:: TEXTO DEL DOCUMENTO

Seguía siendo flaca y plana desde el cuello hasta las rodillas. Sus huesos eran lo único que me sobresalía con audacia. Pero algo surgió en mí desde las recónditas profundidades,una fuerza magnética que parecía atraer a los chiquillos como polillas hacia una ampolleta.
Fué entonces cuando conocí a Milton, mi primer amor y mi primer desengaño.
Al menos me enseñó a bailar y al final lográbamos bailar "los lentos" sin intercambiar más de cuatro pisotones por vez.
Vivíamos frente a la Plaza Brasil, a dos cuadras de un colegio de varones.
Al medio día, una muchedumbre de imberbes desfilaba bajo el balcón de nuestro departamento, rumbo al paradero de la locomoción.
Entre ellos iba Alfredo, un rubio esbelto y frío como un carámbano. Ninguna pasión había logrado derretirlo aún.
Medía un metro ochenta y su cerebro tenía una densidad probable de medio centímetro cúbico. Pero,a esa edad me importaban poco los atributos intelectuales y lo único que ansiaba era lanzarme en piquero a sus ojos azules como el mar y desnucarme si era preciso, para morir ahí.
De Milton había recibido mi primer beso, experiencia que me pareció viscosa y decepcionante.

::::

== TAREAS ==
• a. Traduce al inglés esta oración del relato: "Fué entonces cuando conocí a Milton, mi primer amor y mi primer desengaño."
• b. Imprime, por favor, el fragmento del relato que va desde "Al menos me" hasta "logrado derretirlo aún.".

:: DATOS SIN PROCESAR

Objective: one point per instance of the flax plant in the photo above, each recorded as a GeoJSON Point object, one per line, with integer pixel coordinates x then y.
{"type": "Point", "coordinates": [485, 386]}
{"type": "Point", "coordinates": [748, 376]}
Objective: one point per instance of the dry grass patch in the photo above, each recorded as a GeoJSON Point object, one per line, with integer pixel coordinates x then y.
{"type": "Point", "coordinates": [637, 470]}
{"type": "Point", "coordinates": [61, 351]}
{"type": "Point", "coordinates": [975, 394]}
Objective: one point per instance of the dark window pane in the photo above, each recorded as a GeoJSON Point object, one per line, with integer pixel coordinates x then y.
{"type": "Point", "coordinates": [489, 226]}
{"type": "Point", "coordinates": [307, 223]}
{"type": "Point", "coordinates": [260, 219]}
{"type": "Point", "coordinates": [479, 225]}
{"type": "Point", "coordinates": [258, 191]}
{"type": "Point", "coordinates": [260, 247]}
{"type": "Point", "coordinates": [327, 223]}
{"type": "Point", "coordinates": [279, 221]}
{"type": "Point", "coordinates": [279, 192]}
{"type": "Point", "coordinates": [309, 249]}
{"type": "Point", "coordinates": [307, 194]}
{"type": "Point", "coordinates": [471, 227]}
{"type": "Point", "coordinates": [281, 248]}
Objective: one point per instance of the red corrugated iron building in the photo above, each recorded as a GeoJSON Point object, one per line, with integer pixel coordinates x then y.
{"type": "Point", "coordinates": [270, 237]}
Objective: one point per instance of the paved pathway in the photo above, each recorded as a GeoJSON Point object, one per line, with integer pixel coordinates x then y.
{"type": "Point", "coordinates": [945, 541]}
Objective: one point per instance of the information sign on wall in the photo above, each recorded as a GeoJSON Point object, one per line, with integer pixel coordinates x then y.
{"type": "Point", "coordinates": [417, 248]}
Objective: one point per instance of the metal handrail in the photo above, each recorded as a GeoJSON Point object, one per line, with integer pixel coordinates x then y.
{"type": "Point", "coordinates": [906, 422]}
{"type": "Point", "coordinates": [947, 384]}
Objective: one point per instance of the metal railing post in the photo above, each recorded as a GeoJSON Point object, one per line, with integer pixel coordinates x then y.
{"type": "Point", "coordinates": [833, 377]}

::::

== RESPUESTAS POR TAREA ==
• a. It was then that I met Milton, my first love and my first disappointment.

• b.
Al menos me enseñó a bailar y al final lográbamos bailar "los lentos" sin intercambiar más de cuatro pisotones por vez.
Vivíamos frente a la Plaza Brasil, a dos cuadras de un colegio de varones.
Al medio día, una muchedumbre de imberbes desfilaba bajo el balcón de nuestro departamento, rumbo al paradero de la locomoción.
Entre ellos iba Alfredo, un rubio esbelto y frío como un carámbano. Ninguna pasión había logrado derretirlo aún.